Universi pre-verbali

1) In principio era il Verbo

Figuratevi il neonato, che pensa, ma non possiede la parola. L’intelligenza non è mai stata così viva come nel primo anno di vita. In quel lasso di tempo il cervello può apprendere qualsiasi lingua, qualsiasi idioma, dal giapponese all’ugro-finnico, al bantù. Un bambino può imparare senza sforzo più di una lingua!
Il cervello è come una spugna, ma non passivo, lavora incessantemente per connettere, relazionare, apprendere, ed in questo è evidente la presenza di una “ funzione correlatrice ”, di categorie “ a priori ”, che precedono necessariamente ed anzi rendono possibile l’esperienza. Si può dire che non siamo mai stati così intelligenti come nei primi mesi-anni.

Le sinapsi fra le cellule nervose sono numerosissime, i circuiti potenziali quasi illimitati. Solo col tempo, con l’esperienza, certi percorsi si rafforzano; si scavano dei profondi solchi, come un sentiero che a forza di essere usato a poco a poco definisce il suo percorso. E pensando, crescendo, maturando, infinite vie e svolte vengono chiuse, e perse per sempre.
Com’è pensare senza esprimere il pensiero ? Un pensare muto, per immagini. Un mistero originario, eppure profondissimo. Pensare ma non possedere la parola ! Come si fa ? Com’è possibile ? Come posso “ avere un pensiero ” se questo non mi appare, non si esprime in costrutti semantici, in soggetto, predicato, verbo, complemento oggetto ?
Se esiste il pensiero al di fuori, e prima della parola, allora questa non è necessaria per caratterizzarlo, per coglierne l’essenza. Intelligenza pura, animale, che relaziona le cose e si relaziona rispetto ad esse spontaneamente, senza dubbi, senza richiesta di verità, di auto-certificazione.
◇ ◇ ◇
Nel testo sugli universi pre-verbali, in quale periodo della vita l'intelligenza non è mai stata così viva?

§ Materiale
◇ ◇ ◇
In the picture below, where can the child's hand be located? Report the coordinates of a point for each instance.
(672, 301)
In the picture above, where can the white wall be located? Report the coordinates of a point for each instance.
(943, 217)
◇ ◇ ◇
§ Risultato finale
Nel primo anno di vita.